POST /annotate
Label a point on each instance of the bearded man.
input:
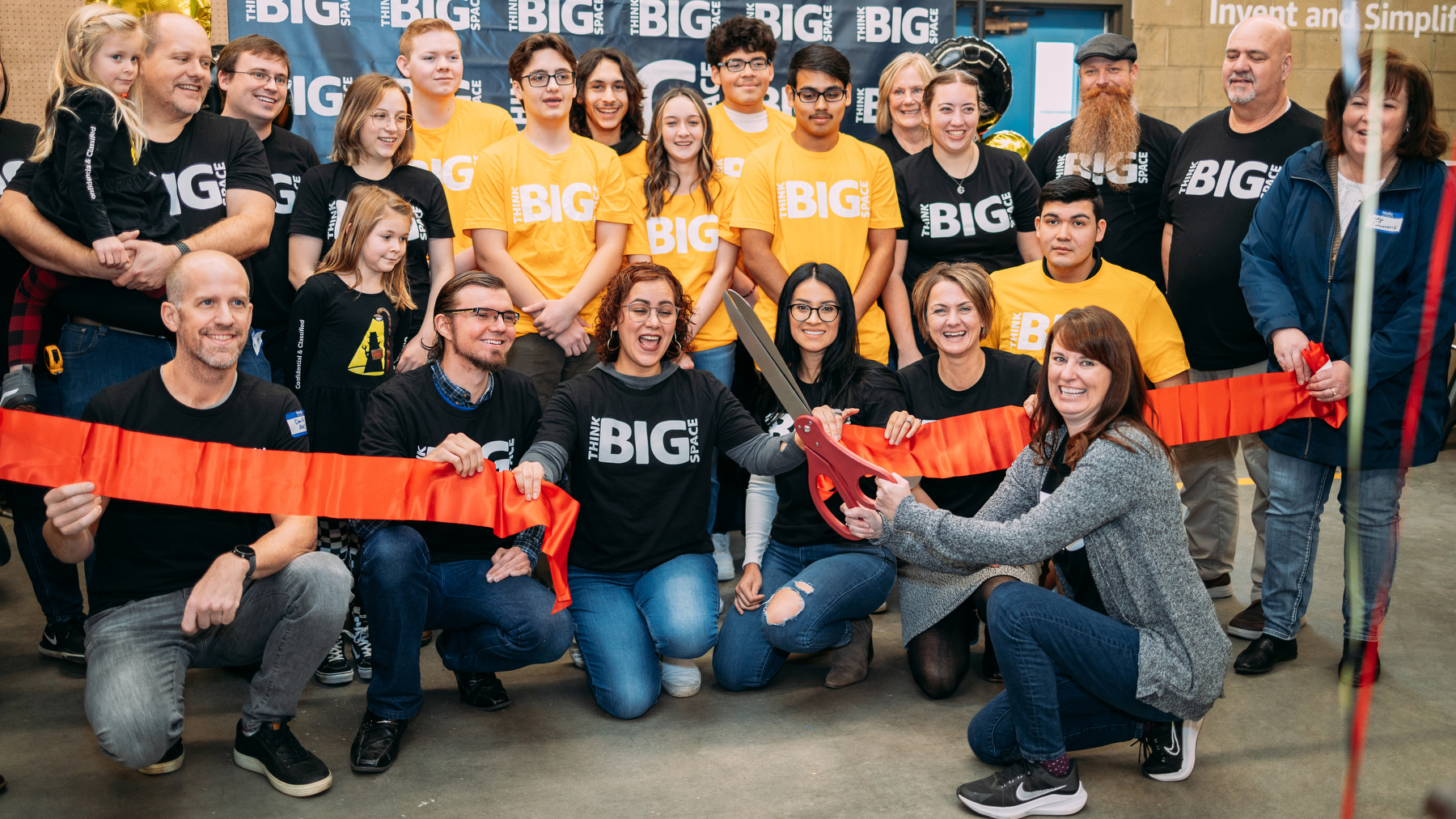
(1124, 153)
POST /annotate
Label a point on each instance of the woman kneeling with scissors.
(824, 586)
(638, 433)
(1133, 649)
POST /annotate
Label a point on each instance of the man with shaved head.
(176, 588)
(1219, 171)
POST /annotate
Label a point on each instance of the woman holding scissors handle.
(638, 433)
(823, 586)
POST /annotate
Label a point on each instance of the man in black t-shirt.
(222, 194)
(1217, 174)
(176, 588)
(1123, 152)
(463, 409)
(252, 73)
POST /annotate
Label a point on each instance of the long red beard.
(1106, 124)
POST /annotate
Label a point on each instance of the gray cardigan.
(1128, 509)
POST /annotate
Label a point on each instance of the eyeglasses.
(811, 95)
(757, 65)
(539, 79)
(509, 316)
(402, 120)
(640, 312)
(262, 78)
(801, 312)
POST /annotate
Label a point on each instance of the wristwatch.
(247, 553)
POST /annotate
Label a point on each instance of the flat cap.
(1111, 45)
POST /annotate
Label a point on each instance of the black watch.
(247, 553)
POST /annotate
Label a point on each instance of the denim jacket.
(1292, 276)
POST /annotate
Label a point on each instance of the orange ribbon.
(51, 452)
(992, 439)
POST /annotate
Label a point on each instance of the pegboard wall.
(29, 34)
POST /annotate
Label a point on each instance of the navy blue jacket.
(1288, 282)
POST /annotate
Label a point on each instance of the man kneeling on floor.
(469, 411)
(178, 588)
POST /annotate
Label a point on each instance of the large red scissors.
(827, 458)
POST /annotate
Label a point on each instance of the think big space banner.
(332, 41)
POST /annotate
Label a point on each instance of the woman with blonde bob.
(1132, 649)
(373, 142)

▬▬▬

• _Task prompt_
Down to the final line, restate the material above word for word, but omit its pictures.

• _Completed exercise_
POST /annotate
Label a point on each instance of the bearded man.
input:
(1124, 153)
POST /annotate
Label a point on each instance of the woman kneeling with scissors.
(824, 586)
(638, 433)
(1133, 649)
POST /annotate
Label a point on each instance of the man with shaved head.
(176, 588)
(1219, 171)
POST /annotate
Label a point on each instance of the woman holding scissors handle.
(638, 433)
(823, 586)
POST /annotate
Label a point on each instance of the man in black t-shirt.
(222, 194)
(1217, 174)
(176, 588)
(1123, 152)
(463, 409)
(252, 73)
POST /annotate
Label a point on each instance of the long red beard.
(1106, 124)
POST /annotate
Label a point on each instance of the gray cardigan.
(1128, 509)
POST /annotate
Label a point on each instance of the eyeglasses.
(811, 95)
(757, 65)
(539, 79)
(509, 316)
(402, 120)
(640, 312)
(262, 78)
(801, 312)
POST /annotate
Label a point on each instance of the wristwatch.
(247, 553)
POST /annotate
Label a point on each instance of the flat cap.
(1111, 45)
POST /annotate
Label a point on each instance of the black watch.
(247, 553)
POST /annotate
Label a point on each instance of the denim jacket.
(1292, 276)
POST /annotate
Label a point on each instance of the orange ribbon.
(51, 452)
(992, 439)
POST /annotate
Label a point on each instance of the pegboard wall.
(29, 34)
POST /annotate
Label a point on each instance of the navy blue jacket.
(1288, 282)
POST /annotate
Label a point on each instance of the man kneeling on floor.
(469, 411)
(178, 588)
POST /annotate
Label a point on each instance of the large red scissors.
(827, 458)
POST /annotate
Label a point on each instance of the think big space banner.
(332, 41)
POST /annotate
Label a point on each instance of the woman with blonde bob.
(1132, 649)
(373, 142)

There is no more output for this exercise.